INSTRUCTIONS:
(1) Using the discussion of Japan's copyright law, decide whether each statement agrees with it: (a) a WIPO office is located in Tokyo; (b) Japanese makes up about 15% of Common Crawl content; (c) Common Crawl is based in Japan. Answer yes or no for each, quoting the deciding words of the text.
(2) In the discussion of Japan's copyright law, rewrite the part that opens with the words containing "Yes, Japan is" and closes with "WIPO Copyright Treaty.", changing "Tokyo" to "Japan's capital".
(3) Continue the discussion of Japan's copyright law from its final sentence.

SOURCE TEXT:
•••••
Furthermore, I am familiar with the recent statutory movement in Japan, but isn’t Japan a member of WIPO? Isn’t it therefore bound by WIPO treaties like DMCA/WCT?

Let’s state the reality. Japan, China, and South Korea are each developing language models tailored to their respective countries, and they are actually being used. Even my company was developing LLMs with almost comparable performance to GPT-3.5 up until that time. Many Japanese companies, including mine, have shifted to using or improving upon Western foundational models because they realized it is more efficient for their business. Yes, Open Source AI is important.

Also, when Common Crawl was started, there were Japanese people among the key figures involved at that time. The fact that Common Crawl is based in the United States does not have much significance. While English is the most common language among the content in Common Crawl, I believe Russian is the second most common. Japanese also makes up about 5%.

Yes, Japan is a member of WIPO, and there is even a WIPO office located in Tokyo. Article 30-4 of Japan’s Copyright Act, as mentioned earlier, was established after thorough examination to ensure full compliance with the three-step test of the Berne Convention and the WIPO Copyright Treaty.

I’d love to understand how the updated Articles 30 and 47 are either clear on this topic or compatible with WCT/DMCA.

If anything, my understanding is that it 1) expressly allows piracy at training time, in breach of WCT, 2) strengthens a typical TDM exception for private reproduction, but 3) creates a fair use-like standard whereby the economic impact of use is evaluated against both the model developer and subsequent users.
•••••
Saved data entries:
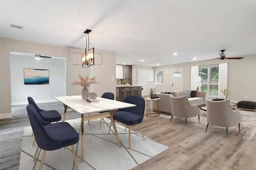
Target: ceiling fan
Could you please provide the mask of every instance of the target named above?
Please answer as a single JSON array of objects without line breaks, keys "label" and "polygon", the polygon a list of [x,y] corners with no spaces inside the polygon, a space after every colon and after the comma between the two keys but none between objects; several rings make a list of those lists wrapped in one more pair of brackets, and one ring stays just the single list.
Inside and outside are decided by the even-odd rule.
[{"label": "ceiling fan", "polygon": [[220,50],[220,52],[222,53],[219,53],[219,54],[220,56],[220,58],[217,58],[216,59],[212,59],[211,60],[214,60],[215,59],[220,59],[220,60],[225,60],[225,59],[243,59],[244,57],[226,57],[226,55],[223,53],[223,52],[225,51],[225,50]]},{"label": "ceiling fan", "polygon": [[[28,54],[24,54],[24,55],[30,55],[30,56],[34,56],[34,55],[29,55]],[[36,54],[34,55],[34,57],[35,57],[35,59],[37,60],[41,60],[42,58],[48,58],[50,59],[52,58],[52,57],[50,57],[44,56],[40,55],[40,54]]]}]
•••••
ANSWERS TO THIS EXERCISE:
(1)
(a) Yes: "there is even a WIPO office located in Tokyo"
(b) No: "Japanese also makes up about 5%."
(c) No: "Common Crawl is based in the United States"

(2)
Yes, Japan is a member of WIPO, and there is even a WIPO office located in Japan's capital. Article 30-4 of Japan’s Copyright Act, as mentioned earlier, was established after thorough examination to ensure full compliance with the three-step test of the Berne Convention and the WIPO Copyright Treaty.

(3)
I get that everyone wants good models for free, and we all want to see truyl open competitors to Meta or OpenAI, but that doesn’t mean we can ignore the laws and rules we’ve all agreed to…we’re just going to undermine the only system of cooperation we have left.

Similar misgivings have been voiced by the open science community: EU copyright law may allow the making of reproductions of copyright-protected content for research purposes, but not necessarily the making available of the research corpus used to third parties, thus negatively impacting the reproducibility of research results and open access principles. The rationale behind placing more stringent restrictions on the making available of copyright-protected works than on the making of reproductions is the belief that making available entire works to the general public will adversely affect the rights holders’ ability to generate revenue from selling access to the works to a much greater extent than reproductions for a particular purpose will. That can sometimes lead to undesirable societal side-effects.

Thanks, @Senficon ,

Yeah, that is assumption I can see they are making. I’m afraid they will be mistaken, but regardless of my opinion, I would certainly think such policy should be made only on very solid evidence from extensive research.